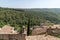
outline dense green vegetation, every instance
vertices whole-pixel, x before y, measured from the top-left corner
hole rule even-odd
[[[0,27],[10,24],[15,28],[21,25],[27,26],[28,19],[30,19],[30,26],[60,24],[60,16],[54,12],[43,11],[41,9],[14,9],[14,8],[1,8],[0,7]]]

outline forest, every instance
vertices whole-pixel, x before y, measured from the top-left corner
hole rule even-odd
[[[18,9],[18,8],[2,8],[0,7],[0,27],[3,25],[11,25],[15,28],[27,26],[30,19],[30,26],[60,24],[59,13],[44,11],[46,9]]]

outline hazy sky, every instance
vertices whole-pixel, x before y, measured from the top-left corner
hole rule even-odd
[[[0,0],[0,7],[60,8],[60,0]]]

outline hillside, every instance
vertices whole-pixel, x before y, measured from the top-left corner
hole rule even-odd
[[[0,7],[0,27],[5,24],[10,24],[14,27],[20,27],[21,25],[26,26],[28,18],[31,20],[31,26],[40,25],[44,22],[48,23],[48,25],[52,23],[60,24],[60,18],[58,14],[54,12]]]

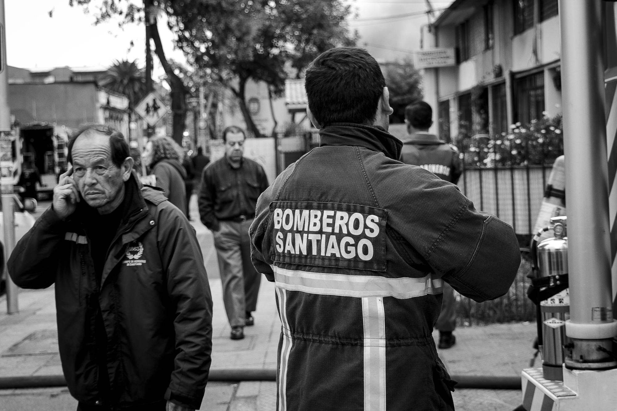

Exercise description: Starting at the beginning of the material and ending at the line that contains "[[[0,0],[0,7],[60,8],[60,0]]]", write those lines out again with "fill rule" replacing "hole rule" and everything else unchanged. Leave out the pictures.

Task output:
outline dense green vegetation, every instance
vertices whole-pixel, x before y, measured from the top-left corner
fill rule even-odd
[[[0,27],[10,24],[15,28],[21,25],[27,26],[28,19],[30,19],[30,26],[60,24],[60,16],[54,12],[43,11],[41,9],[14,9],[14,8],[1,8],[0,7]]]

outline forest, every instance
vertices whole-pixel, x before y, measured from the top-left corner
fill rule even-odd
[[[18,9],[18,8],[2,8],[0,7],[0,27],[3,25],[11,25],[15,28],[27,26],[30,19],[30,26],[60,24],[59,13],[44,11],[46,9]]]

outline hazy sky, every instance
vertices whole-pixel, x before y, measured from the top-left corner
fill rule even-odd
[[[0,0],[0,7],[60,8],[60,0]]]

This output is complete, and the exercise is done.